#### EXTRAIT CITÉ
Si vous avez lu Animal Farm de George Orwell, écrit au milieu des années 40, c'est une satire de l'Union soviétique, État totalitaire. Ce fut un succès. Tous l'aimaient. Il appert qu'il avait écrit, pour ce livre, une introduction qu'on a supprimée. Elle n'est apparue que 30 ans après. Quelqu'un l'avait trouvée dans ses documents. L'introduction à Animal Farm traite de "La censure littéraire en Angleterre" et on y dit qu'il est évident que ce livre ridiculise l'Union soviétique et sa structure totalitaire. Mais il y est dit aussi que l'Angleterre n'est pas tellement différente. Nous n'avons pas le KGB à nos trousses, mais le résultat est passablement le même. Les gens aux idées indépendantes ou hors du commun sont rayés.
Orwell ne dit que deux phrases sur la structure institutionnelle. Il demande pourquoi cela arrive. Eh bien, d'abord parce que la presse est la propriété de gens riches qui veulent que seulement certaines choses atteignent le public. Puis il dit que si vous étudiez le système d'éducation de l'élite, si vous étudiez à Oxford, vous apprenez qu'il y a des choses qu'il ne faut pas dire et des pensées qu'il n'est pas bon d'avoir. C'est le rôle socialisateur des institutions pour élites et si vous n'acceptez pas cette idéologie, vous feriez mieux d'aller étudier ailleurs. Voilà en gros le résumé de cette introduction.
Si vous critiquez les médias et que vous dites: voici ce qu'Anthony Lewis - ou quelqu'un d'autre - écrit, ils se fâchent. Ils disent, avec raison: "Personne ne vient me dire quoi écrire. J'écris ce que je veux. Toutes ces pressions et ces contraintes n'ont pas de sens parce que je repousse toute pression." Ce qui est tout à fait vrai, mais il faut plutôt souligner le fait qu'ils ne seraient pas là sans avoir au préalable démontré que personne n'a à leur dire quoi écrire parce qu'eux vont dire les bonnes choses. S'ils avaient fait leurs débuts au bureau du Metro et s'ils avaient écrit les 'mauvais' articles, ils ne seraient jamais parvenus à la position depuis laquelle ils peuvent se permettre de dire ce qu'ils veulent. On peut dire la même chose du personnel enseignant des universités dans les disciplines les plus idéologiques. Ils ont internalisé l'idéologie du système.

#### CONTENU DES DONNÉES
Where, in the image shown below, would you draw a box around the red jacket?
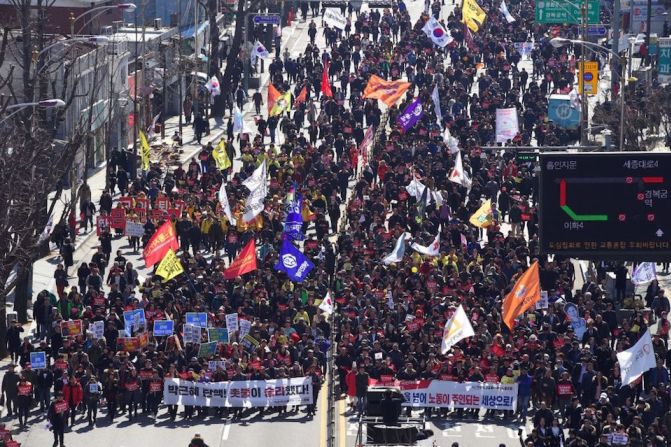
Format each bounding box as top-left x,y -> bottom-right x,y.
63,382 -> 84,407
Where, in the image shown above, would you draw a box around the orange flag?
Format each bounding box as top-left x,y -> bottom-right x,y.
294,86 -> 308,109
266,83 -> 281,115
503,261 -> 541,330
143,221 -> 179,268
363,75 -> 411,107
322,61 -> 333,98
224,239 -> 256,279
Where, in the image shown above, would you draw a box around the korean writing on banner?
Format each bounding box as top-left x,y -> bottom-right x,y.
163,377 -> 312,408
61,320 -> 82,337
400,380 -> 517,411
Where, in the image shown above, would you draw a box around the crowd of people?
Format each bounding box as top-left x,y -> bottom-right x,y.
2,0 -> 671,447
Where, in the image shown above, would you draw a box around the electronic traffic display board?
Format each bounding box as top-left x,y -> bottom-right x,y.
539,152 -> 671,261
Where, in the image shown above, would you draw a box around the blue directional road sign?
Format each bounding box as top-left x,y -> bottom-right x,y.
587,25 -> 607,36
254,14 -> 280,25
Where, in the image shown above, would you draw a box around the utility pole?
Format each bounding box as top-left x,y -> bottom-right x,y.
580,0 -> 589,146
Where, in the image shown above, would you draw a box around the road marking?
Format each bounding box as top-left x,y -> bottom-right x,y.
221,421 -> 231,441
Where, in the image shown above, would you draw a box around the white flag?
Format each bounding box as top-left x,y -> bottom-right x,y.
617,329 -> 656,386
219,181 -> 235,225
242,159 -> 267,191
410,227 -> 440,256
249,40 -> 270,64
205,76 -> 221,97
631,262 -> 657,285
319,291 -> 333,315
431,84 -> 443,127
440,305 -> 475,355
382,233 -> 407,265
233,104 -> 245,132
422,16 -> 454,48
449,151 -> 472,189
499,0 -> 515,23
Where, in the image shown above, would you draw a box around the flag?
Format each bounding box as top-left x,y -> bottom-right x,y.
363,75 -> 412,107
268,83 -> 280,116
617,329 -> 656,386
219,181 -> 235,225
156,249 -> 184,282
468,199 -> 494,228
431,84 -> 443,127
440,305 -> 475,355
212,138 -> 232,171
461,0 -> 487,33
319,291 -> 333,315
273,240 -> 315,282
499,0 -> 515,23
294,85 -> 308,109
322,60 -> 333,98
205,76 -> 221,97
382,232 -> 408,265
449,151 -> 472,189
249,40 -> 270,64
142,221 -> 179,268
396,98 -> 424,132
140,131 -> 151,171
422,16 -> 454,48
631,262 -> 657,286
282,185 -> 305,241
410,227 -> 440,256
502,261 -> 541,330
234,104 -> 245,133
224,239 -> 256,279
270,90 -> 291,116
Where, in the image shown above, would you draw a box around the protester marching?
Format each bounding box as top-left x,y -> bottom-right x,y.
5,0 -> 671,447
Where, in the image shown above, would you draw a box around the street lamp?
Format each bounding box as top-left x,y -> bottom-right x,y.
70,3 -> 137,36
550,37 -> 635,151
0,99 -> 65,124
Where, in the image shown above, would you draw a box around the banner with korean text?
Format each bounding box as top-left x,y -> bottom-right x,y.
392,380 -> 517,411
163,377 -> 312,408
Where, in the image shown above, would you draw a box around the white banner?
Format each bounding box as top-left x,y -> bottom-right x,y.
399,380 -> 517,411
496,107 -> 520,143
324,8 -> 347,29
163,377 -> 312,408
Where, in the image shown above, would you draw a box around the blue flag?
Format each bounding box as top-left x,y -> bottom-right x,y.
275,240 -> 315,282
284,185 -> 305,241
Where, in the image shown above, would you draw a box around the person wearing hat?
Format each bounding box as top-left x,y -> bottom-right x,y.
2,363 -> 19,417
16,375 -> 33,427
47,392 -> 69,447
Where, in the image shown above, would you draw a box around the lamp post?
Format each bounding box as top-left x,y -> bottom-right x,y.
70,3 -> 137,36
550,37 -> 633,151
0,99 -> 65,124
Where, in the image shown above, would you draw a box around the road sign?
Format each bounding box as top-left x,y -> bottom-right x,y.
254,14 -> 280,25
538,152 -> 671,261
536,0 -> 601,25
657,37 -> 671,84
587,25 -> 607,37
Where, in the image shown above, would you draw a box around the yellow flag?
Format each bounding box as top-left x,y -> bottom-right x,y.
468,199 -> 494,228
156,248 -> 184,282
140,131 -> 151,171
212,138 -> 231,171
461,0 -> 487,33
270,90 -> 291,116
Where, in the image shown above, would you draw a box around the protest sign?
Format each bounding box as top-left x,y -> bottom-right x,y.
163,377 -> 312,408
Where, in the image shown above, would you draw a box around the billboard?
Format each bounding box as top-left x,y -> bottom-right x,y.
539,152 -> 671,261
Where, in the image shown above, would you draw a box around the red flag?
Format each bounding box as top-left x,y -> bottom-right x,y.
322,61 -> 333,98
294,86 -> 308,109
143,221 -> 179,268
224,239 -> 256,279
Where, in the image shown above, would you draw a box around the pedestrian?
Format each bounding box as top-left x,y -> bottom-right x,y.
47,392 -> 69,447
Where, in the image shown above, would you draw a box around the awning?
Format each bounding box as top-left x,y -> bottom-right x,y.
180,22 -> 209,39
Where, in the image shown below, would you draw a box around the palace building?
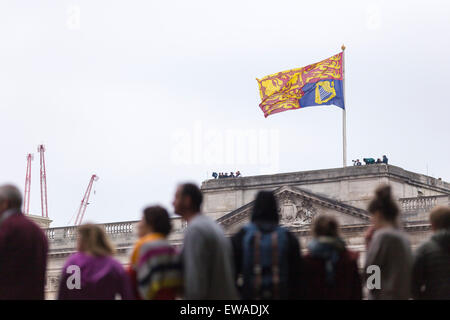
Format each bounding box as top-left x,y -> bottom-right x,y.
37,164 -> 450,299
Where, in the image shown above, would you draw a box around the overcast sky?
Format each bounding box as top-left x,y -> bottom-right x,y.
0,0 -> 450,226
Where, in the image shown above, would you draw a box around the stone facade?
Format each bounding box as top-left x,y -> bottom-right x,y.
45,165 -> 450,299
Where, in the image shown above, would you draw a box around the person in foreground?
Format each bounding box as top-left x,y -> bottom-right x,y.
0,185 -> 48,300
412,206 -> 450,300
364,185 -> 413,300
232,191 -> 303,300
173,183 -> 238,300
304,214 -> 362,300
58,224 -> 134,300
130,206 -> 183,300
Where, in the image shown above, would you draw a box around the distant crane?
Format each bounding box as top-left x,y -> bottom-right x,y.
23,153 -> 33,214
75,174 -> 99,226
38,144 -> 48,218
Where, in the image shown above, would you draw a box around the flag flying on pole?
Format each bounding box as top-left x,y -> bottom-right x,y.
256,52 -> 345,118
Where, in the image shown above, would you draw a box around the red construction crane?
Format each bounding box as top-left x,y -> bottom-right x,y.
75,174 -> 98,226
38,144 -> 48,218
23,153 -> 33,214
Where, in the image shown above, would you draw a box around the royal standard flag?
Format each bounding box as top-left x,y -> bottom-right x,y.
256,52 -> 345,118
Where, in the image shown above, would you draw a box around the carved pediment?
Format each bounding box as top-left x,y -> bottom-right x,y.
277,191 -> 317,226
217,186 -> 369,232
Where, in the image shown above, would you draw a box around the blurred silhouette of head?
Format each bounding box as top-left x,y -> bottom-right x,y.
172,183 -> 203,217
252,191 -> 279,224
77,223 -> 115,257
368,185 -> 399,226
0,184 -> 22,213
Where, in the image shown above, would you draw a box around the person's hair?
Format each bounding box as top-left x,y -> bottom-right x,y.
78,223 -> 115,256
0,184 -> 22,209
181,183 -> 203,211
312,214 -> 339,237
368,185 -> 399,222
144,206 -> 172,237
430,206 -> 450,230
251,191 -> 279,223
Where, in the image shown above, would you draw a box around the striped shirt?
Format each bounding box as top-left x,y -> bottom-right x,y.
131,233 -> 182,300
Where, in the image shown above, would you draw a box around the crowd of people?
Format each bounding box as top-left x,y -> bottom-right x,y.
0,183 -> 450,300
212,170 -> 241,179
352,155 -> 388,166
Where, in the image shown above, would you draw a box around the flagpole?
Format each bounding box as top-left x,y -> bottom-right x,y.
341,45 -> 347,167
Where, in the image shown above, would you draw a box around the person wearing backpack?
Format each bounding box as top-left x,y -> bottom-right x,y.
232,191 -> 303,300
304,214 -> 362,300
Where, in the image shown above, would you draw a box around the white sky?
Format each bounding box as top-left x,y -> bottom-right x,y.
0,0 -> 450,226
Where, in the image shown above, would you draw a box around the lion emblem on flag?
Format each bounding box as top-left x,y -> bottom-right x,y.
315,81 -> 336,104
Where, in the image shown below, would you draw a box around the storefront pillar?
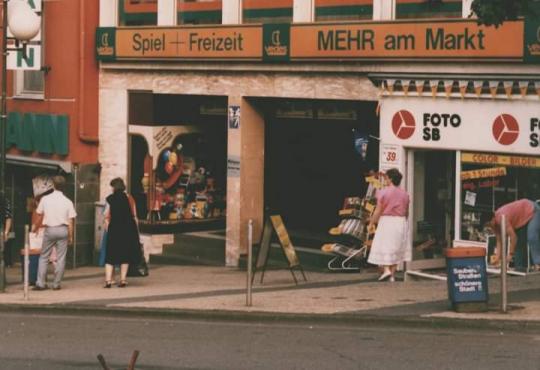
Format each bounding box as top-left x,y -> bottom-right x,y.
99,89 -> 128,200
225,97 -> 264,266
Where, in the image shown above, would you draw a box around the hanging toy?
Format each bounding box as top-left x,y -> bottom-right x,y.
169,152 -> 178,166
165,162 -> 174,175
163,149 -> 171,162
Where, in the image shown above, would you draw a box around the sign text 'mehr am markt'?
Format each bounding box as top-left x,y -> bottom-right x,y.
96,19 -> 538,62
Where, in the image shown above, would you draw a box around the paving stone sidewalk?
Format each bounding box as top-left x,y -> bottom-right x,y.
0,265 -> 540,328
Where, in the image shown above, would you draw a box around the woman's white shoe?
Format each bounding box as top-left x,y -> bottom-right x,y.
379,271 -> 392,281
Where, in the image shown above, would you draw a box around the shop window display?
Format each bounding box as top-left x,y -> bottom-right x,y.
135,127 -> 225,224
461,153 -> 540,242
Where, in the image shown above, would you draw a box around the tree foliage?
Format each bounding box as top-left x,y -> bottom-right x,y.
471,0 -> 540,27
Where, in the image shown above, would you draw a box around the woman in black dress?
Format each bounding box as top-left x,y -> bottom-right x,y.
104,177 -> 140,288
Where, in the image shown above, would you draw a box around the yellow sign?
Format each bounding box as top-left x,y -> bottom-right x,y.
116,26 -> 262,59
461,153 -> 540,168
461,167 -> 506,180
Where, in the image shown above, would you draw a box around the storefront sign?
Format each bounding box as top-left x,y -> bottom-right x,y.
461,167 -> 506,180
6,112 -> 69,155
461,153 -> 540,168
379,144 -> 402,171
381,97 -> 540,155
525,2 -> 540,63
291,20 -> 524,59
228,105 -> 240,129
109,26 -> 262,59
96,19 -> 539,62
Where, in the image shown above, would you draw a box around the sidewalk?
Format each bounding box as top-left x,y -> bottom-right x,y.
0,265 -> 540,330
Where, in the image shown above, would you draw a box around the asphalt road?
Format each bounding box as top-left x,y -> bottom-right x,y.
0,313 -> 540,370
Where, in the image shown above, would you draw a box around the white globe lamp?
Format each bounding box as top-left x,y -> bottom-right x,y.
7,0 -> 41,41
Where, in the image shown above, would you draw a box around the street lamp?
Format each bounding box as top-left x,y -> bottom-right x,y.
0,0 -> 41,292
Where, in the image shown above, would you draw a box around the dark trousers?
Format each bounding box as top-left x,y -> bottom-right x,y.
4,239 -> 13,267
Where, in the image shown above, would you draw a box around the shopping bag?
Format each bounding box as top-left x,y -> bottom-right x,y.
98,229 -> 107,267
128,243 -> 148,277
28,228 -> 44,249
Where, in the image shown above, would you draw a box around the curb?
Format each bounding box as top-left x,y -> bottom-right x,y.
0,304 -> 540,333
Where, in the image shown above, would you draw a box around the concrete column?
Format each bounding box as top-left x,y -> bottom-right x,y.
373,0 -> 396,21
221,0 -> 243,24
158,0 -> 177,26
225,97 -> 264,266
461,0 -> 476,18
293,0 -> 315,23
99,0 -> 118,27
98,89 -> 128,200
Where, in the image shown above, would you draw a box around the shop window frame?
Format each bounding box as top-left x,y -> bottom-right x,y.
242,0 -> 294,23
13,70 -> 45,100
396,0 -> 463,19
176,0 -> 223,25
315,0 -> 373,22
118,0 -> 158,27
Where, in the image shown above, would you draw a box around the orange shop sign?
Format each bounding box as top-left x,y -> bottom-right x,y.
96,20 -> 525,62
115,26 -> 262,59
291,20 -> 524,59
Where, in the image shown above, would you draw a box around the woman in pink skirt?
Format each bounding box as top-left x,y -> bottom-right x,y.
368,168 -> 411,281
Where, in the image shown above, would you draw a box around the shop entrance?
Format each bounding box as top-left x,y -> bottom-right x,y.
262,99 -> 379,248
411,150 -> 456,261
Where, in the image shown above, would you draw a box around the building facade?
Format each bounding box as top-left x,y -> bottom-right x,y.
0,0 -> 99,265
96,0 -> 539,266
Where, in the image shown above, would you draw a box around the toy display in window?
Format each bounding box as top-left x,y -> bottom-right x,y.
152,137 -> 225,221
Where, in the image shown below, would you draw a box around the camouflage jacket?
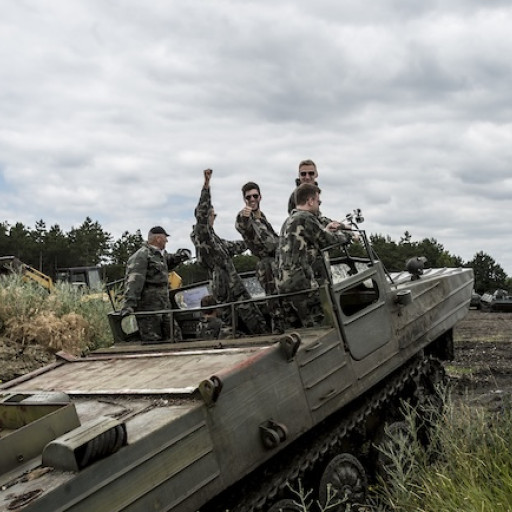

#### CONSIGNES
1 - Condensez sous forme de liste le paragraphe de l'extrait sur Orwell et la censure qui débute par « Orwell ne dit que deux phrases », en gardant ses faits principaux.
2 - Dans l'extrait sur Orwell et la censure, modifiez le passage compris entre « Si vous critiquez » et « l'idéologie du système. », bornes incluses, en substituant « journaux » à « médias ».

#### RÉPONSES SUCCESSIVES
1 -
- Orwell ne consacre que deux phrases à la structure institutionnelle et se demande pourquoi cette censure se produit.
- Première raison : la presse appartient à des gens riches qui ne veulent laisser parvenir au public que certaines choses.
- Seconde raison : l'éducation de l'élite, par exemple à Oxford, enseigne qu'il y a des choses à ne pas dire et des pensées qu'il n'est pas bon d'avoir.
- Les institutions pour élites jouent ainsi un rôle socialisateur, et qui refuse cette idéologie ferait mieux d'étudier ailleurs.
- C'est là, en gros, le résumé de l'introduction.

2 -
Si vous critiquez les journaux et que vous dites: voici ce qu'Anthony Lewis - ou quelqu'un d'autre - écrit, ils se fâchent. Ils disent, avec raison: "Personne ne vient me dire quoi écrire. J'écris ce que je veux. Toutes ces pressions et ces contraintes n'ont pas de sens parce que je repousse toute pression." Ce qui est tout à fait vrai, mais il faut plutôt souligner le fait qu'ils ne seraient pas là sans avoir au préalable démontré que personne n'a à leur dire quoi écrire parce qu'eux vont dire les bonnes choses. S'ils avaient fait leurs débuts au bureau du Metro et s'ils avaient écrit les 'mauvais' articles, ils ne seraient jamais parvenus à la position depuis laquelle ils peuvent se permettre de dire ce qu'ils veulent. On peut dire la même chose du personnel enseignant des universités dans les disciplines les plus idéologiques. Ils ont internalisé l'idéologie du système.